**Short task**
The mailing-list thread below discusses partial and full indexes. List every column name of the offers table that it mentions, each once.

It looks like partial indexes and full indexes cannot mix togheter even if when they have same condition.

> On 08 Jun 2016, at 10:52, Rafał Gutkowski <goodkowski@xxxxxxxxx> wrote:
> 
> I thought that first column from left in multi-column index can and will be used just as it would be a single column index.
> 
> It doesn’t seem to work with unqiue indexes, which ultimetly makes sense.
> 
> Thank you Gerardo.
> 
>> On 07 Jun 2016, at 19:36, Gerardo Herzig <gherzig@xxxxxxxxxxx> wrote:
>> 
>> I dont think offers_source_id_o_key_idx will be used at all. It is a UNIQUE index on (source_id, o_key), but your query does not filter for any "o_key", so reading that index does not provide the pointers needed to fetch the actual data in the table.
>> 
>> I will try an index on source_id, offer_next_update(offers.update_ts, offers.update_freq) and see what happens
>> 
>> HTH
>> Gerardo
>> 
>> ----- Mensaje original -----
>>> De: "Rafał Gutkowski" <goodkowski@xxxxxxxxx>
>>> Para: pgsql-performance@xxxxxxxxxxxxxx
>>> Enviados: Martes, 7 de Junio 2016 10:39:14
>>> Asunto:  Combination of partial and full indexes
>>> 
>>> 
>>> Hi.
>>> 
>>> 
>>> I had a fight with a query planner because it doesn’t listen.
>>> 
>>> 
>>> There are two indexes:
>>> 
>>> 
>>> - with expression in descending order:
>>> "offers_offer_next_update_idx" btree (offer_next_update(update_ts,
>>> update_freq) DESC) WHERE o_archived = false
>>> - unique with two columns:
>>> "offers_source_id_o_key_idx" UNIQUE, btree (source_id, o_key)
>>> 
>>> 
>>> Here's the query with filter for offers.source_id columns which
>>> is pretty slow because "offers_source_id_o_key_idx" is not used:
>>> 
>>> 
>>> EXPLAIN ANALYZE
>>> SELECT offers.o_url AS offers_o_url
>>> FROM offers
>>> WHERE offers.source_id = 1 AND offers.o_archived = false AND now() >
>>> offer_next_update(offers.update_ts, offers.update_freq)

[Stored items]
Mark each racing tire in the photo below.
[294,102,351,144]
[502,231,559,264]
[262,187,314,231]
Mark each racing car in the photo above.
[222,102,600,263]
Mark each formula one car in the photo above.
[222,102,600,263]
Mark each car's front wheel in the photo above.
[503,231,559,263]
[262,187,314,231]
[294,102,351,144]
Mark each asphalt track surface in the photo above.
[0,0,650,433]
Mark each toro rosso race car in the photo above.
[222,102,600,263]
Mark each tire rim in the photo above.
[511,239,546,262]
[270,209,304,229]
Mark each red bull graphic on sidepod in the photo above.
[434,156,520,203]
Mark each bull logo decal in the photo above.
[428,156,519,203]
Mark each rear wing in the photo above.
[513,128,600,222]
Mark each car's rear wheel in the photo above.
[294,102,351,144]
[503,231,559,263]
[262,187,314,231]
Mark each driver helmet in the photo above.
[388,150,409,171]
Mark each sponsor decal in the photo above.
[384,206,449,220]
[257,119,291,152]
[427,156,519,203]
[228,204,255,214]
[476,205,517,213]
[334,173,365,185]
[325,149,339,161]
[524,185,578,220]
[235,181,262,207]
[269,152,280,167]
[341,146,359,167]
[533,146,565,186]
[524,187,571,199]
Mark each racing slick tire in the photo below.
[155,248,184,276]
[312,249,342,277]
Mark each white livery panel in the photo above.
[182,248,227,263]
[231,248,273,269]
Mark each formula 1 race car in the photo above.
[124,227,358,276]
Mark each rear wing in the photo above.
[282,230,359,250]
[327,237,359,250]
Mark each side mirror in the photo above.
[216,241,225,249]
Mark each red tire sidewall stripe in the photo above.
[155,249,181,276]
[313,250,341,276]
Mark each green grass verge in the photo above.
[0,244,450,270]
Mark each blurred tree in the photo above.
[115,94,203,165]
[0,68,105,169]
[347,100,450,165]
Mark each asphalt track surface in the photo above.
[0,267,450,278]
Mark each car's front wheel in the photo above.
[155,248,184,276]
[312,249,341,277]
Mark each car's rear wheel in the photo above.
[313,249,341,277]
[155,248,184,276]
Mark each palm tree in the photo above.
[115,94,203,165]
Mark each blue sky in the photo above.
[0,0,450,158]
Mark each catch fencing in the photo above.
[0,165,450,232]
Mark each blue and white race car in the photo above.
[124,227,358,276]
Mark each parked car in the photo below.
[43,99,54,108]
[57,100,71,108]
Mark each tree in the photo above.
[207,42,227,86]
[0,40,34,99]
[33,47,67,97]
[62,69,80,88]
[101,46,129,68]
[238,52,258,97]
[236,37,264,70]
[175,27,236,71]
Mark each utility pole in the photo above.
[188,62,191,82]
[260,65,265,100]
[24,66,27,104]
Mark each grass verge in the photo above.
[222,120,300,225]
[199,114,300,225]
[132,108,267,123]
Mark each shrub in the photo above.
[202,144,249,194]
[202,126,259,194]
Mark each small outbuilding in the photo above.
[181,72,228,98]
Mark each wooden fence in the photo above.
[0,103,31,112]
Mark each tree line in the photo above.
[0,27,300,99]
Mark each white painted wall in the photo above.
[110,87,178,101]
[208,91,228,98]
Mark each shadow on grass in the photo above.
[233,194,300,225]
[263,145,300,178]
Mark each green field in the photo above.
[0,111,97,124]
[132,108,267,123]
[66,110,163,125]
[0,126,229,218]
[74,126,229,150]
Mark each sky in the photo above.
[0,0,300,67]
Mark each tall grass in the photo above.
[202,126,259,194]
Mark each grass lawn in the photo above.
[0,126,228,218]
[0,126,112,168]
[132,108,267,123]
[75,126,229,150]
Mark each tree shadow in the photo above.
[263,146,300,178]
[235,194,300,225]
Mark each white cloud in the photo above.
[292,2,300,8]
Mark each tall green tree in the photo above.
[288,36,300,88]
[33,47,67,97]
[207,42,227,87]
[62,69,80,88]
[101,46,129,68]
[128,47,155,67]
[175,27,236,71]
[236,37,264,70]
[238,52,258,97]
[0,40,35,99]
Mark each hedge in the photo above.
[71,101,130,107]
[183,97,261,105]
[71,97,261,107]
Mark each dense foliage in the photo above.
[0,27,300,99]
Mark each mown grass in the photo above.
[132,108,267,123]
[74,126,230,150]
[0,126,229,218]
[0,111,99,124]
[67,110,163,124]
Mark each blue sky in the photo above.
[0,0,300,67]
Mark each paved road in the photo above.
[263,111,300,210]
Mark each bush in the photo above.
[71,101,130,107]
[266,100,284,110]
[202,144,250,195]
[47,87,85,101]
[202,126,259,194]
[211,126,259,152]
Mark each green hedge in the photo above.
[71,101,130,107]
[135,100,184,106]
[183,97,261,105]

**Response to the task**
source_id
o_key
update_ts
update_freq
o_archived
o_url